Building Character

It’s part of the human condition to want to assign importance to things and the easiest way to do this is to give it a name; not just any name, but a proper name. There’s a difference between a waiter and John Doe who served you dinner. John Doe has a backstory, a unique sequence of events that led to him being the person who brought you your meal.

Stretching Merriam Webster’s definition of “Legend” we get “a specific person that inspires stories”. In Magic: The Gathering, legend type cards started off as specific people (Creatures) and places (Lands) within the story created for the game.. That has expanded to include Artifacts, Enchantments, Planeswalkers and most recently Sorcery types.

Now I was having a conversation with fellow writer Donny Caltrider about Magic Art; we were going back and forth about why certain pieces spoke to us. Donny likes art with strong narrative storytelling; he wants to look at a painting and see that something is happening or has happened. Personally, I want something that implies a story, but around a person or event. I own the final sketch to Savra, Queen of the Golgari and if you were to look at the art it is a very green and black Elf female, but because it is a legendary card, it is a specific Black and Green Elf female from the plane of Ravnica.

== DIRECTIVE A ==
Find each line of the records that contains the word "distant" and copy those lines.
The records have no connection to the essay on legendary Magic cards.

== RECORDS TO USE ==
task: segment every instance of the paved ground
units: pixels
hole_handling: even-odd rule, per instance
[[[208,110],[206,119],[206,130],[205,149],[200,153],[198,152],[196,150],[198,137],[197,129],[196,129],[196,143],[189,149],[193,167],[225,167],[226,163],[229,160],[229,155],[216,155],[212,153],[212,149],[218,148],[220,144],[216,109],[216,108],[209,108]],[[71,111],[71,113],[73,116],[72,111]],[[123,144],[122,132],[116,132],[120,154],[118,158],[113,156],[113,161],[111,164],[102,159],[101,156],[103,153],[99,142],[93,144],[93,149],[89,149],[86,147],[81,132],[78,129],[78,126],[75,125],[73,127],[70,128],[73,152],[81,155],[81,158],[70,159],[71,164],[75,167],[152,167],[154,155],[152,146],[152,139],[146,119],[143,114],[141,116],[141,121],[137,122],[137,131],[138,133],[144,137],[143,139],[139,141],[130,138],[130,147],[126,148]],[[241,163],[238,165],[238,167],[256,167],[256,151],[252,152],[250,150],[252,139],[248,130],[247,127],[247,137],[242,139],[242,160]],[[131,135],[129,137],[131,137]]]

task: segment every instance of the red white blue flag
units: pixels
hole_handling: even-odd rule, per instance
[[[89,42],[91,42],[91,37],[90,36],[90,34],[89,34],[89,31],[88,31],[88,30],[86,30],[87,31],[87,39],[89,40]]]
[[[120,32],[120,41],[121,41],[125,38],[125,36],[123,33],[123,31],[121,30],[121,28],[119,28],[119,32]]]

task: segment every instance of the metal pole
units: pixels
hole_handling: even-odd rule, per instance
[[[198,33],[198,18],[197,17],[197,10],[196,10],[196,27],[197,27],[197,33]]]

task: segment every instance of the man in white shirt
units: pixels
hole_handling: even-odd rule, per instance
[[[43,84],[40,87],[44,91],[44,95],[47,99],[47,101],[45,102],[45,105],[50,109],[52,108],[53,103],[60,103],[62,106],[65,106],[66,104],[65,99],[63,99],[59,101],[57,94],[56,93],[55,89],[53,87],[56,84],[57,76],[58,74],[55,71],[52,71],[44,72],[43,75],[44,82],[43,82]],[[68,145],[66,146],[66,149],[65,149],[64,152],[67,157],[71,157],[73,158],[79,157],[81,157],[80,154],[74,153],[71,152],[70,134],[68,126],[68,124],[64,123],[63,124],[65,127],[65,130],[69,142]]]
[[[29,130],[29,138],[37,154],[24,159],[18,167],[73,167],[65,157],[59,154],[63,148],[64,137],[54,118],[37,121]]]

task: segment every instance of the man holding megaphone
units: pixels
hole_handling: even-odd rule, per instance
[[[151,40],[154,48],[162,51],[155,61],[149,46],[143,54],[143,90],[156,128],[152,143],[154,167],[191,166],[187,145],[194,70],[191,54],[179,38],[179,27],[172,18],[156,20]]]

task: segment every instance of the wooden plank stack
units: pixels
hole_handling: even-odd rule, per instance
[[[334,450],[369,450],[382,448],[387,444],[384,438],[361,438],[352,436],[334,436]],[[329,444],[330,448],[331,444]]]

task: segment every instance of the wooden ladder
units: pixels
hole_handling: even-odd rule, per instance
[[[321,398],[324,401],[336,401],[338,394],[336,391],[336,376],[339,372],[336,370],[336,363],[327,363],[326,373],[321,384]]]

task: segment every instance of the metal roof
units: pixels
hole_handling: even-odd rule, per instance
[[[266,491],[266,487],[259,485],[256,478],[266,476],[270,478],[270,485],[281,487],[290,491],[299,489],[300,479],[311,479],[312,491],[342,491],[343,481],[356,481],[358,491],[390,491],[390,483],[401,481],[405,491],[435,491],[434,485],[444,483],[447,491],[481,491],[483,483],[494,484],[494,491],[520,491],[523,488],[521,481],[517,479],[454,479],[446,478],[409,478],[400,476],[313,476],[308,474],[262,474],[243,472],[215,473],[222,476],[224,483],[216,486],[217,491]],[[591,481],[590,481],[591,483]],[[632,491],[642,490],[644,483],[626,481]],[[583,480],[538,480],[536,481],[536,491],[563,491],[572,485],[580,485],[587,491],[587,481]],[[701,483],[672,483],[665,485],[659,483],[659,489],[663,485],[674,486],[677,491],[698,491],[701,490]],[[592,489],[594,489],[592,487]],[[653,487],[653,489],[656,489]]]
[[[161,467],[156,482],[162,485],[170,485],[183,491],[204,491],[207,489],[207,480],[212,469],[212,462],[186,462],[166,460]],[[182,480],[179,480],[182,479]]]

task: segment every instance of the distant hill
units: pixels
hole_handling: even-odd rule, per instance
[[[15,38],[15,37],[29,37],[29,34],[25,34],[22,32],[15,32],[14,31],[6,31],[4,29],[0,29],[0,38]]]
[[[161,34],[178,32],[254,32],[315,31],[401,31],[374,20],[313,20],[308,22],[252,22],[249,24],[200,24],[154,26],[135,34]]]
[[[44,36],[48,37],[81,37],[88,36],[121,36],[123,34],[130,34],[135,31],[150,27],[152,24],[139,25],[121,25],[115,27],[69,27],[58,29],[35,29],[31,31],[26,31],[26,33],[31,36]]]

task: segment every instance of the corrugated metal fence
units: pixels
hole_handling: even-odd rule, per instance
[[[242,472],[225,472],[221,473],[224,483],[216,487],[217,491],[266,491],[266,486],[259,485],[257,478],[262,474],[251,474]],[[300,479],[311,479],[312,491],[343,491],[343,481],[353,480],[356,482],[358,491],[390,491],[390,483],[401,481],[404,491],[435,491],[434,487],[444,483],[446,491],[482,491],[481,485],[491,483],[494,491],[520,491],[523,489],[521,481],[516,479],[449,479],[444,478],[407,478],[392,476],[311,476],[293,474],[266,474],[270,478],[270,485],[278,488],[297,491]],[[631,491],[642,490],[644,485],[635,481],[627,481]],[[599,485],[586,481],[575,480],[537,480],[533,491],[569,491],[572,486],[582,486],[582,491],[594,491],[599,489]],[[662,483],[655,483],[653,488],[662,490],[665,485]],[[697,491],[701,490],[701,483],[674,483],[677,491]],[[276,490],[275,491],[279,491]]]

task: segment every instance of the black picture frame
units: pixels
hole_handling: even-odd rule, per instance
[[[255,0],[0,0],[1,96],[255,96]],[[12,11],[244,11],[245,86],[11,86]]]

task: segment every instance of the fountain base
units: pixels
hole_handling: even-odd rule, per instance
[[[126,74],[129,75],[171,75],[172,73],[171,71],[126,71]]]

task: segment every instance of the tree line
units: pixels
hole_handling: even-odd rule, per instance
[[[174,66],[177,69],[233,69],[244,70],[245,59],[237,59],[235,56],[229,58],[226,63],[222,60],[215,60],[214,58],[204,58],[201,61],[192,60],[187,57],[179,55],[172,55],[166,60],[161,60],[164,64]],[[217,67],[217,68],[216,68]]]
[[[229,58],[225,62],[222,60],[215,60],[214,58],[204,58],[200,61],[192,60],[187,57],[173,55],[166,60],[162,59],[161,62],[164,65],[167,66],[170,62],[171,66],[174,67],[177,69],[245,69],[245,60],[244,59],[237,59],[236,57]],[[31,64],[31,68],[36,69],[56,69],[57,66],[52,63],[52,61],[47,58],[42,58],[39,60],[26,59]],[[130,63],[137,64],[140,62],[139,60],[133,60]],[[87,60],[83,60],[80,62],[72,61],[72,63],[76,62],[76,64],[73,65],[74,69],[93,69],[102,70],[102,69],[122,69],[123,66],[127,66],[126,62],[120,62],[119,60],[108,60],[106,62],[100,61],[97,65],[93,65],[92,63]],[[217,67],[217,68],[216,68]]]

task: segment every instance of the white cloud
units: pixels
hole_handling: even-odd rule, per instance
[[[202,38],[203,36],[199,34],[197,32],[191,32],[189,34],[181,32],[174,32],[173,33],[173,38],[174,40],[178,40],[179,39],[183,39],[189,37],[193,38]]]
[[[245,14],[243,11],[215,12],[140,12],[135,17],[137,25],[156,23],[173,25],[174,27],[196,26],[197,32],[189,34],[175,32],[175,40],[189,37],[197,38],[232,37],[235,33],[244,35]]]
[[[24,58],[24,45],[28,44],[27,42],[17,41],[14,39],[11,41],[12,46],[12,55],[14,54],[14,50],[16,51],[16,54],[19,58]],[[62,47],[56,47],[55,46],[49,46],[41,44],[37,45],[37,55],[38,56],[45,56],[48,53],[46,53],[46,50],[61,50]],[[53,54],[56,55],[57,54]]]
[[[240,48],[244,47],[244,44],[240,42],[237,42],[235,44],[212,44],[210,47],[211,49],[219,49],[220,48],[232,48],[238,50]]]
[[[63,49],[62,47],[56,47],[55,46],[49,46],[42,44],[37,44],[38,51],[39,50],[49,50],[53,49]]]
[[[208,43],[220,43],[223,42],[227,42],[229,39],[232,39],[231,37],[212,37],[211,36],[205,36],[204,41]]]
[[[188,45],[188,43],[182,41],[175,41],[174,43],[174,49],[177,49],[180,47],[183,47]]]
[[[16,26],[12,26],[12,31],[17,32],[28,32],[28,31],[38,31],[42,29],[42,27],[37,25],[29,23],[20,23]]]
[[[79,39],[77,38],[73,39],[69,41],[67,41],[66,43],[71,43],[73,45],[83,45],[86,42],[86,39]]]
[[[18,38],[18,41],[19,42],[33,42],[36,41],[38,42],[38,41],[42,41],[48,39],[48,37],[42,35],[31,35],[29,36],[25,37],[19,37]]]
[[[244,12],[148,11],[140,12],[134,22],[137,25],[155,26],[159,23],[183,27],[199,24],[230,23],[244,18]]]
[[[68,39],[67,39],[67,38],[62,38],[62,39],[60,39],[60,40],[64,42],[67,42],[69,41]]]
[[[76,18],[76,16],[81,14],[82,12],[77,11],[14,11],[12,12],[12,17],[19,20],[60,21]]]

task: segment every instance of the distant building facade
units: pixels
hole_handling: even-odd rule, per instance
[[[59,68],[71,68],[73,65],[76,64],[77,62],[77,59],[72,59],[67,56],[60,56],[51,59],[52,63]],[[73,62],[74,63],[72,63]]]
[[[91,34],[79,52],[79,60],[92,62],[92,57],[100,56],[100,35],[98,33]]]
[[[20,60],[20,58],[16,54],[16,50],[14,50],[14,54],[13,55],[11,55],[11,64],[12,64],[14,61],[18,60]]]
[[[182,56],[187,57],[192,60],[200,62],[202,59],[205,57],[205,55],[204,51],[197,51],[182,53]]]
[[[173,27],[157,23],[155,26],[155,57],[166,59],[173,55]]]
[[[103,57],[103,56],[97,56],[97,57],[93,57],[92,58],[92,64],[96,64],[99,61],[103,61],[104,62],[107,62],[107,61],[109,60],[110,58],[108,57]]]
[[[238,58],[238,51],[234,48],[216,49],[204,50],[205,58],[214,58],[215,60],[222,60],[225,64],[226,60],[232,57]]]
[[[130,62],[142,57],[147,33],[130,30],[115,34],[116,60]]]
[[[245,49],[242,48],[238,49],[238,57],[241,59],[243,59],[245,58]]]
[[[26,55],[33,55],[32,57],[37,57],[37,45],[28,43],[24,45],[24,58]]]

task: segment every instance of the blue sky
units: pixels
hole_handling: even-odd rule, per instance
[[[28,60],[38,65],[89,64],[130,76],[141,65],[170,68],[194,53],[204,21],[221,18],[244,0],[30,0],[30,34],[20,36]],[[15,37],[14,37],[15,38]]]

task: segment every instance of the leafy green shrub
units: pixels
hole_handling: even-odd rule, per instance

== DIRECTIVE B ==
Reproduce the essay on legendary Magic cards word for word from "It’s part of" to "recently Sorcery types.".

== ANSWER A ==
task: segment every instance of the distant hill
task: segment every instance of the distant building facade

== ANSWER B ==
It’s part of the human condition to want to assign importance to things and the easiest way to do this is to give it a name; not just any name, but a proper name. There’s a difference between a waiter and John Doe who served you dinner. John Doe has a backstory, a unique sequence of events that led to him being the person who brought you your meal.

Stretching Merriam Webster’s definition of “Legend” we get “a specific person that inspires stories”. In Magic: The Gathering, legend type cards started off as specific people (Creatures) and places (Lands) within the story created for the game.. That has expanded to include Artifacts, Enchantments, Planeswalkers and most recently Sorcery types.